TASK DETAILS: Rewrite the data below with every "black fur collar" swapped for "brown fur collar", leaving everything else unchanged.

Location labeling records
[START]

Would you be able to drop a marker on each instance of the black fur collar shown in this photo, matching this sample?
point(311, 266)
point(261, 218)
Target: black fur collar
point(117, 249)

[END]

SOLUTION TO THIS TASK:
Would you be able to drop a marker on each instance of the brown fur collar shown in this photo, matching this sample?
point(311, 266)
point(261, 218)
Target: brown fur collar
point(117, 249)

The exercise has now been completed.